INSTRUÇÕES DAS TAREFAS:
a. Verifique se cada afirmação concorda com o texto para leitura e responda sim ou não, citando literalmente o trecho decisivo: (i) nas antologias comentadas por Ana Rüsche, apenas 18 dos 192 poetas são mulheres; (ii) a pesquisa de Regina Dalcastagnè analisou 300 romances; (iii) o texto atribui a baixa publicação de mulheres à qualidade de suas obras.
b. Responda, com base no texto para leitura:
(i) Em que ano foi publicado “Acordados”, de Ana Rüsche?
(ii) Em que instituição Regina Dalcastagnè é professora?
(iii) Que percentual dos romances do período estudado foi escrito por homens?

**** TEXTO PARA LEITURA

O ano de 2015 foi bastante conturbado para quem trabalha com livros. Entre dobras e refilos, o ano fechou com uma polêmica envolvendo a visibilidade que as mulheres escritoras recebem na mídia — e no próprio mercado editorial.
A Ana Rüsche (“Acordados”, Demônio Negro, 2007) publicou um texto apontando “como a intensa produção de poesia feita por mulheres no Brasil segue invisível”. As conclusões são espantosas: nas antologias comentadas pela Ana, há um total de 192 poetas (incluindo nomes duplicados em mais de uma antologia), dos quais apenas 18 são mulheres (contando as que se repetem). Oito homens contra uma mulher.
Esses números assustam ainda mais quando sabemos que a maioria das pessoas que leem e escrevem poesia (e literatura, de modo geral) — bem como a maioria dos que trabalham no mercado editorial — são mulheres. Como assim? As mulheres são as que mais leem, são as que mais escrevem e são as que mais trabalham com livros, mas são as menos publicadas? Com certeza há algo errado nessa assimetria — e não, não é um problema de qualidade. É uma questão política!
Que fique claro: a disparidade entre o número de livros publicados por homens e mulheres é uma faceta da violência praticada contra as mulheres.
Esse fenômeno já foi objeto de estudo. Regina Dalcastagnè, professora da UnB, coordenadora de uma pesquisa sobre a personagem dos romances brasileiros contemporâneos, analisou “258 obras, o que corresponde à soma dos romances brasileiros do período entre 1990 e 2004” publicados pelas principais editoras brasileiras. Entre suas conclusões, destacam-se: 72,7% dos romances publicados nesse período foram escritos por homens; além disso, 93,9% dos autores e autoras estudados são brancos.

********
**** REGISTROS

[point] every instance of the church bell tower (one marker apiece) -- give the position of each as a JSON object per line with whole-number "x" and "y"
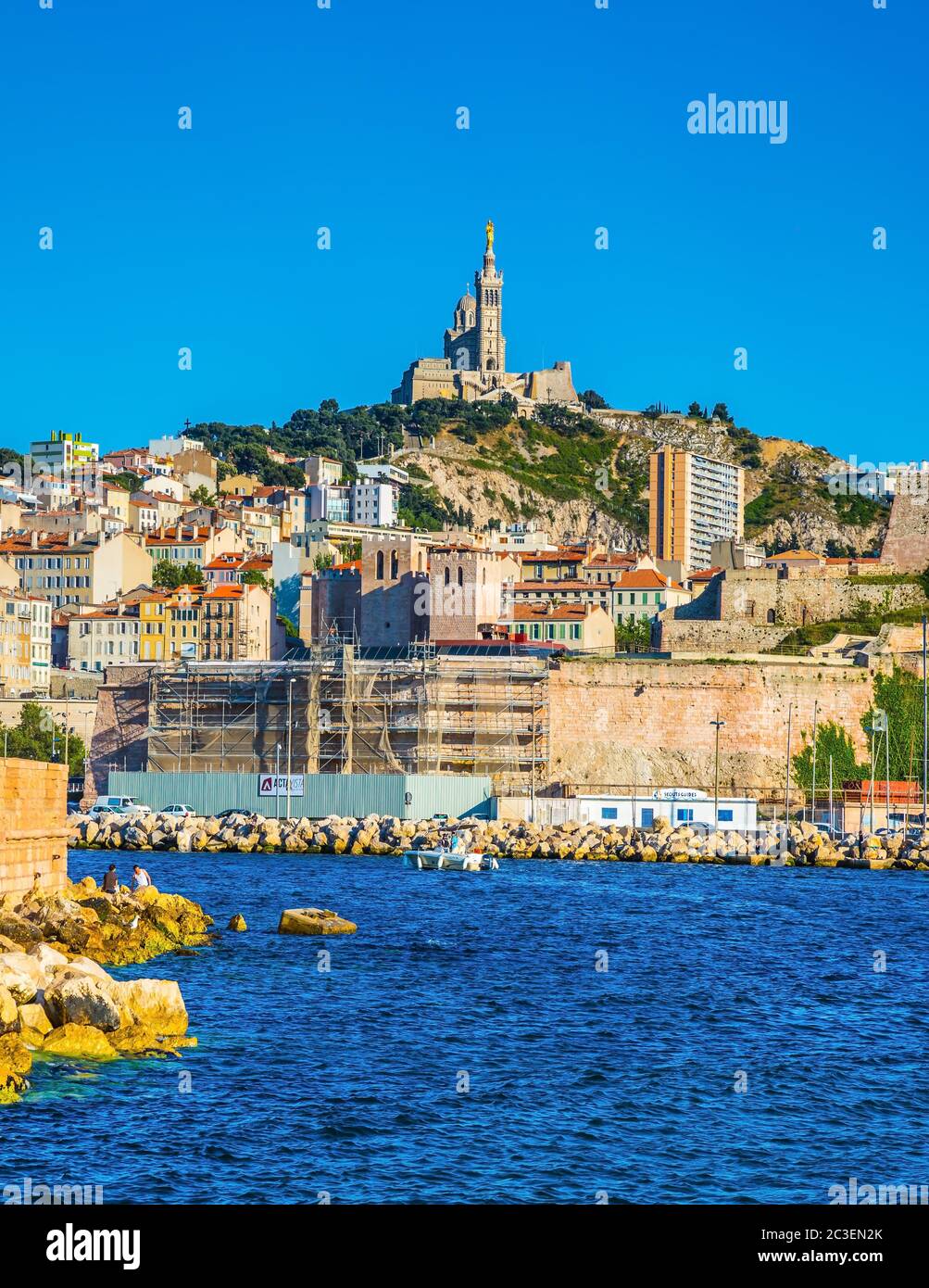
{"x": 492, "y": 347}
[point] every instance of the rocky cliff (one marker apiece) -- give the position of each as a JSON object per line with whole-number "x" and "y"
{"x": 592, "y": 481}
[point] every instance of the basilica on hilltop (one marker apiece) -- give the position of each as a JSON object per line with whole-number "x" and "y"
{"x": 475, "y": 362}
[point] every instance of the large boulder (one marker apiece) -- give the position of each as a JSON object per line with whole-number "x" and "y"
{"x": 82, "y": 1000}
{"x": 79, "y": 1042}
{"x": 16, "y": 1062}
{"x": 19, "y": 930}
{"x": 20, "y": 987}
{"x": 48, "y": 958}
{"x": 9, "y": 1013}
{"x": 314, "y": 921}
{"x": 157, "y": 1004}
{"x": 33, "y": 1023}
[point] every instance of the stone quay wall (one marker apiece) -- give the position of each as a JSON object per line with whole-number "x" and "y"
{"x": 32, "y": 826}
{"x": 648, "y": 723}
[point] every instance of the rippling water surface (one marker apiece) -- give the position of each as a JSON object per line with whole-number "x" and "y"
{"x": 581, "y": 1080}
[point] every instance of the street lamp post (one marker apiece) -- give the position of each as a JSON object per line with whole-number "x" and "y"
{"x": 717, "y": 724}
{"x": 290, "y": 730}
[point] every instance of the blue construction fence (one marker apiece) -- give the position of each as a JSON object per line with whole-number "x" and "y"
{"x": 408, "y": 796}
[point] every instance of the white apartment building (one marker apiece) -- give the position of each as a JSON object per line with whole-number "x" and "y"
{"x": 374, "y": 502}
{"x": 693, "y": 501}
{"x": 103, "y": 638}
{"x": 40, "y": 646}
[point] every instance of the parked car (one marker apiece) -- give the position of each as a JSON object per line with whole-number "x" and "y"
{"x": 124, "y": 805}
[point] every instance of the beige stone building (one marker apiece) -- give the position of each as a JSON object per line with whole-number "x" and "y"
{"x": 103, "y": 637}
{"x": 693, "y": 502}
{"x": 395, "y": 588}
{"x": 475, "y": 353}
{"x": 572, "y": 626}
{"x": 467, "y": 590}
{"x": 67, "y": 570}
{"x": 195, "y": 544}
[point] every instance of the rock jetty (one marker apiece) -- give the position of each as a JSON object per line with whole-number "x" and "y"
{"x": 797, "y": 844}
{"x": 56, "y": 997}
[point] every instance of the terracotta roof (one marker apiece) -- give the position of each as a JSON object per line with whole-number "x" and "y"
{"x": 228, "y": 559}
{"x": 543, "y": 613}
{"x": 558, "y": 587}
{"x": 562, "y": 555}
{"x": 793, "y": 554}
{"x": 612, "y": 561}
{"x": 187, "y": 535}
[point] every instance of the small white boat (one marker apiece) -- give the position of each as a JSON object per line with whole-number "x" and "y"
{"x": 438, "y": 861}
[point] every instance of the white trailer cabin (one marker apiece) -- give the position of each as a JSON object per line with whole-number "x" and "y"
{"x": 682, "y": 805}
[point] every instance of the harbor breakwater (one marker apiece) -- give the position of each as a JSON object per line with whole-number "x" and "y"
{"x": 797, "y": 844}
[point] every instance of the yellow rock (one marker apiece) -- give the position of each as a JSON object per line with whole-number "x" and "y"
{"x": 32, "y": 1017}
{"x": 16, "y": 1062}
{"x": 79, "y": 1042}
{"x": 314, "y": 921}
{"x": 155, "y": 1003}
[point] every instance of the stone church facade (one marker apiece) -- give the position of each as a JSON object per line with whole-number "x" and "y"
{"x": 475, "y": 353}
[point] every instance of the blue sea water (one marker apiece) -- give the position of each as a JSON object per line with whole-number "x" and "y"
{"x": 579, "y": 1080}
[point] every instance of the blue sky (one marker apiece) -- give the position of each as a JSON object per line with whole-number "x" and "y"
{"x": 346, "y": 119}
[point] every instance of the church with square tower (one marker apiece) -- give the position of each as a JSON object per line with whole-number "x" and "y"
{"x": 475, "y": 353}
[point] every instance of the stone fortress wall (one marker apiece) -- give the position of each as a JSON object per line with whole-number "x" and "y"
{"x": 648, "y": 723}
{"x": 32, "y": 826}
{"x": 753, "y": 610}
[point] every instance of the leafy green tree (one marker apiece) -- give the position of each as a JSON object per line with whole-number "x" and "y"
{"x": 832, "y": 739}
{"x": 168, "y": 575}
{"x": 40, "y": 737}
{"x": 634, "y": 635}
{"x": 125, "y": 478}
{"x": 901, "y": 696}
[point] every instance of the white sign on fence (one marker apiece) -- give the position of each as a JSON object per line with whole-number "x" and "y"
{"x": 270, "y": 785}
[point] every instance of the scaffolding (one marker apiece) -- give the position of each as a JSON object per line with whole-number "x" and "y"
{"x": 340, "y": 710}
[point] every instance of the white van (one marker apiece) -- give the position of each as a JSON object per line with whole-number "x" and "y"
{"x": 116, "y": 805}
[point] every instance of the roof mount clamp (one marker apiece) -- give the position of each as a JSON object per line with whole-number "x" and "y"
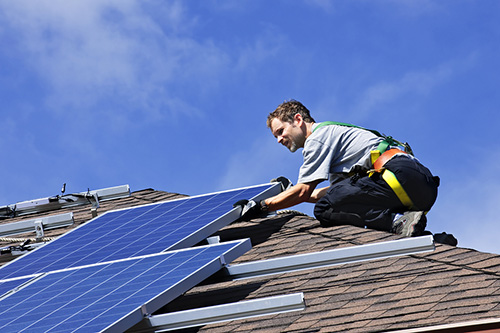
{"x": 39, "y": 230}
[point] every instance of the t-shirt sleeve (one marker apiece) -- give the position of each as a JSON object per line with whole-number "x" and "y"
{"x": 316, "y": 166}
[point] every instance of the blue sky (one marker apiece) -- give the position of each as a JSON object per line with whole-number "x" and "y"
{"x": 173, "y": 95}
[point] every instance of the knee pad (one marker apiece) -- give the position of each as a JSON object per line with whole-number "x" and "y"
{"x": 329, "y": 218}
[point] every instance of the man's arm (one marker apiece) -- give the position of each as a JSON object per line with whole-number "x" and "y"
{"x": 302, "y": 192}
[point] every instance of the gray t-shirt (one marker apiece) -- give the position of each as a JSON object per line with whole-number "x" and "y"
{"x": 332, "y": 151}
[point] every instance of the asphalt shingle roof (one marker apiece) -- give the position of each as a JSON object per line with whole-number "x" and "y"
{"x": 447, "y": 286}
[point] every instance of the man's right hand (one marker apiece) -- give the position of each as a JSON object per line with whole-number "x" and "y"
{"x": 285, "y": 182}
{"x": 250, "y": 209}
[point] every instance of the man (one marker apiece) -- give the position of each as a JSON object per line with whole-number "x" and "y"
{"x": 371, "y": 185}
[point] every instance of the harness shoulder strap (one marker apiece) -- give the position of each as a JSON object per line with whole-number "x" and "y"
{"x": 382, "y": 147}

********

RESPOSTAS DO EXERCÍCIO:
a.
(i) Sim: “há um total de 192 poetas (incluindo nomes duplicados em mais de uma antologia), dos quais apenas 18 são mulheres”
(ii) Não: “analisou “258 obras”
(iii) Não: “e não, não é um problema de qualidade. É uma questão política!”

b.
(i) 2007.
(ii) Na UnB.
(iii) 72,7%.